Selection:
[LLVMdev] LLVM and Windows?
nullnull
null.function at gmail.com
Sat Feb 19 22:16:05 PST 2011
I'm actively working on Windows with LLVM/clang (not directly contributing
yet).
First of all, it does compile on Windows (only tested in Visual Studio
2010). But, there are still many problems:
(1) x86-64 won't compile as far as I know. CMake generates 64-bit soultion,
but one project is missing. But, 32-bit solution compiles safely.
(2) Although safe compiliation, there are many broken/unimplemented features
as of now. I can't detail everything. Some of them are very serious.
Currently, LLVM/clang on Windows is very experimental. I'm managed to make
it work.
I believe the future of LLVM/clang on Windows is very promising. I'm trying
to report many bugs as much as I can, and also wish to contribute Windows
support!
On Sun, Feb 20, 2011 at 1:03 AM, Mikael Lyngvig <mikael at lyngvig.org> wrote:
> Hi,
>
> This may be a daft question, but I have just begun taking a serious look at
> LLVM for a project that I am working on. Knowing myself pretty well, the
> probability that I ever complete the project is infinitesimal. I am saying
> this so you don't jump up out of your chair, yelling "HOORAY!" because I am
> considering to use LLVM. Think of me as an academic student with too much
> time on his hands, who is considering if he dares embark on the adventure of
> getting to know LLVM. The way I see it, my life is going to be much easier
> if I can delegate the responsibility for generating good code for a number
> of targets to you guys and instead focus on what I am trying to do. Also, I
> particularly like the aspect of global optimizations (link-time
> optimizations) in LLVM - they're one of the selling features of my project.

Record set:

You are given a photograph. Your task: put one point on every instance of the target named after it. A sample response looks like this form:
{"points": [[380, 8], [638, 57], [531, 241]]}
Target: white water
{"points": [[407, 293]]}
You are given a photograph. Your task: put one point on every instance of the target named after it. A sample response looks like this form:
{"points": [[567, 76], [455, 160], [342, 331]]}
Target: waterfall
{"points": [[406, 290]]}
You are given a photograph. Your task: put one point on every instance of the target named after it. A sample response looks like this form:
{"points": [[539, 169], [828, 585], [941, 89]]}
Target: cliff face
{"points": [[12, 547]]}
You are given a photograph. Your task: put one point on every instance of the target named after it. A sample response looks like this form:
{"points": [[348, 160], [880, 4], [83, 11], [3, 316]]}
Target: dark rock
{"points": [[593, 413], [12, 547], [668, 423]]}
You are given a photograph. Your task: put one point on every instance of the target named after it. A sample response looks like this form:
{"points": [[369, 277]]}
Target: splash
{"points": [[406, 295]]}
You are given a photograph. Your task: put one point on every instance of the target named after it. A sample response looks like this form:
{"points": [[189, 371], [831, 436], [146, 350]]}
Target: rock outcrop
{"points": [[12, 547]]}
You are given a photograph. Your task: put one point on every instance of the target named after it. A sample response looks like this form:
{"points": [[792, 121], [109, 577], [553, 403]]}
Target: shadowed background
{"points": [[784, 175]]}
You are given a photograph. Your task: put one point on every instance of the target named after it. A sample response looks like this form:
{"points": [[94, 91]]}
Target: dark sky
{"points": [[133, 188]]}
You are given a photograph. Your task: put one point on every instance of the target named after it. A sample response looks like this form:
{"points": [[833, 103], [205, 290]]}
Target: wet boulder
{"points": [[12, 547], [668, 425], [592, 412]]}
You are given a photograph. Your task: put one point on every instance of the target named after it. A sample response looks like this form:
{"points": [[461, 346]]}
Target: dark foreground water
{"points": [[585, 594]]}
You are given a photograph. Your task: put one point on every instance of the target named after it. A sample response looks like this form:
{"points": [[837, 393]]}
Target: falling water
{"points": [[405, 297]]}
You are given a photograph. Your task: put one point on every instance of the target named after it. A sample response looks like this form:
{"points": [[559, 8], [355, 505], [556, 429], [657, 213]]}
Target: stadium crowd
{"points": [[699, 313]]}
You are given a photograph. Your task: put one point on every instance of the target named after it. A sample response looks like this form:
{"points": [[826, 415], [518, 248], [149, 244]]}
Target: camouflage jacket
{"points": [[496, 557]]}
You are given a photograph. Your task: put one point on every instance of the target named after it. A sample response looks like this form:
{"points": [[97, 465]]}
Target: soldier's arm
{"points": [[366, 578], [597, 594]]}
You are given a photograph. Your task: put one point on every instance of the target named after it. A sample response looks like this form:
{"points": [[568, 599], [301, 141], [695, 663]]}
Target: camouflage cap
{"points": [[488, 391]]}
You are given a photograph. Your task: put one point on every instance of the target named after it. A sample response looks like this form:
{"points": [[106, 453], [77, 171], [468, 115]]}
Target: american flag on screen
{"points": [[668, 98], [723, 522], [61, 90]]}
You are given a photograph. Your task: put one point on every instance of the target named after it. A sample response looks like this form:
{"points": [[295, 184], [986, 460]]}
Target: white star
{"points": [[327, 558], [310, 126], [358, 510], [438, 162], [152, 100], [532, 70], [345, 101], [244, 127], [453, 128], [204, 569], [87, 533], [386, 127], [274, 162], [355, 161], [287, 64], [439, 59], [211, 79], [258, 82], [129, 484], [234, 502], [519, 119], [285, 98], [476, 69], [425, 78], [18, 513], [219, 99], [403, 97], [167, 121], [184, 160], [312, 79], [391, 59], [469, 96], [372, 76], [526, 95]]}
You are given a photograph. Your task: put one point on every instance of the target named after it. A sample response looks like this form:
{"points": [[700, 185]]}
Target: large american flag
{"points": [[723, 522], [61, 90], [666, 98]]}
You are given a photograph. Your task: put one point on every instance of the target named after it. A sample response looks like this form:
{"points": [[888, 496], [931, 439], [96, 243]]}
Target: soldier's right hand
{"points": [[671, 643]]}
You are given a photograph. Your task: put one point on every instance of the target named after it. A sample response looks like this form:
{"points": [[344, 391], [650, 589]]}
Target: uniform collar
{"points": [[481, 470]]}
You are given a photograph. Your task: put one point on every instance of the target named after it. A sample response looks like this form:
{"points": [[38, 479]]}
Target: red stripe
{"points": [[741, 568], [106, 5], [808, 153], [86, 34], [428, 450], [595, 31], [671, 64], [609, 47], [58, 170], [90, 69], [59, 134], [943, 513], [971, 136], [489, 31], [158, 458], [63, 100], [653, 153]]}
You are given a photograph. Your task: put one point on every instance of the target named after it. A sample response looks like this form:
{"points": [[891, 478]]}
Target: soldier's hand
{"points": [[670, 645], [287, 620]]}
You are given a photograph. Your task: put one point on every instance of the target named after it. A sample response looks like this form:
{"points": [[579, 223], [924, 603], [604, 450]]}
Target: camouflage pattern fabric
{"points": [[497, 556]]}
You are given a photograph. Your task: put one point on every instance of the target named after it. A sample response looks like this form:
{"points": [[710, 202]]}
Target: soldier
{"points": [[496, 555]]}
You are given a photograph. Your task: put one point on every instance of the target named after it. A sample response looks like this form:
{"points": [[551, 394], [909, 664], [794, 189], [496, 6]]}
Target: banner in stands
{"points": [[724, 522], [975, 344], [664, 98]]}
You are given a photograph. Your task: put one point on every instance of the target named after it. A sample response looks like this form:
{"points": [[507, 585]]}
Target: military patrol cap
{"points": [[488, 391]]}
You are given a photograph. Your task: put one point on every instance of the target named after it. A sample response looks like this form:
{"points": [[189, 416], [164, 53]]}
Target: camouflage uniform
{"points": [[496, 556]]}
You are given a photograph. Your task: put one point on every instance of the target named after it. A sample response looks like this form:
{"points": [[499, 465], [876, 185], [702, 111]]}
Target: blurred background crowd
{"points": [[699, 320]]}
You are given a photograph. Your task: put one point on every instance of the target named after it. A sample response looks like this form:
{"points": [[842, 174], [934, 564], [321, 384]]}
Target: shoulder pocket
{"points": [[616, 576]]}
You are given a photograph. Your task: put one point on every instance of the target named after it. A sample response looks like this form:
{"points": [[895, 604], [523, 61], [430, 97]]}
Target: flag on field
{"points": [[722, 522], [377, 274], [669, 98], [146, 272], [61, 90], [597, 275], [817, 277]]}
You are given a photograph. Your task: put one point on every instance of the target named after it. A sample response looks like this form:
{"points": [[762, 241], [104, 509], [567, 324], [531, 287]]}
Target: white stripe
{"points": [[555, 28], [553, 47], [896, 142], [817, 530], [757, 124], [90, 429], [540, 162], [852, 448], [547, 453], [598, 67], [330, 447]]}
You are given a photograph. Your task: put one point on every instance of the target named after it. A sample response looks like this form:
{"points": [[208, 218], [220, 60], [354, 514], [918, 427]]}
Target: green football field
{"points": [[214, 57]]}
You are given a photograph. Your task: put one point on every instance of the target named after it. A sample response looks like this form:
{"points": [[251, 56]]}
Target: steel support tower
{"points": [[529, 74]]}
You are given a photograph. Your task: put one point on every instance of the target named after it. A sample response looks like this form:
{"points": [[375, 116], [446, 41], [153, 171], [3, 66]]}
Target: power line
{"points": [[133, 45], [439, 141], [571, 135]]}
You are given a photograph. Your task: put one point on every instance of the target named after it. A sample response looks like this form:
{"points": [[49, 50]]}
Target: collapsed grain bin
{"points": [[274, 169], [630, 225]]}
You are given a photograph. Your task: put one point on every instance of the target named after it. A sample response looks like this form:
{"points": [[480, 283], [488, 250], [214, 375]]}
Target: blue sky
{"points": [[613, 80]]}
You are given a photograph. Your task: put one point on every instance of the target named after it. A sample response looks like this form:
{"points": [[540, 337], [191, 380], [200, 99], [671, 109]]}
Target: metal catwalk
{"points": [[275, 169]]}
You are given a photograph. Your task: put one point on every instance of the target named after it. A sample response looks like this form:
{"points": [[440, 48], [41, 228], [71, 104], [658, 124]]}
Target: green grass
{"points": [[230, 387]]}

To-do list:
• 1. Return the stretch from "[LLVMdev] LLVM and" through "are very serious." in the post about LLVM on Windows, copied word for word.
• 2. Translate this sentence from the post about LLVM on Windows into Spanish: "I believe the future of LLVM/clang on Windows is very promising."
The rows were taken from a different source than the post about LLVM on Windows.

Solutions by task:
• 1.
[LLVMdev] LLVM and Windows?
nullnull
null.function at gmail.com
Sat Feb 19 22:16:05 PST 2011
I'm actively working on Windows with LLVM/clang (not directly contributing
yet).
First of all, it does compile on Windows (only tested in Visual Studio
2010). But, there are still many problems:
(1) x86-64 won't compile as far as I know. CMake generates 64-bit soultion,
but one project is missing. But, 32-bit solution compiles safely.
(2) Although safe compiliation, there are many broken/unimplemented features
as of now. I can't detail everything. Some of them are very serious.

• 2. Creo que el futuro de LLVM/clang en Windows es muy prometedor.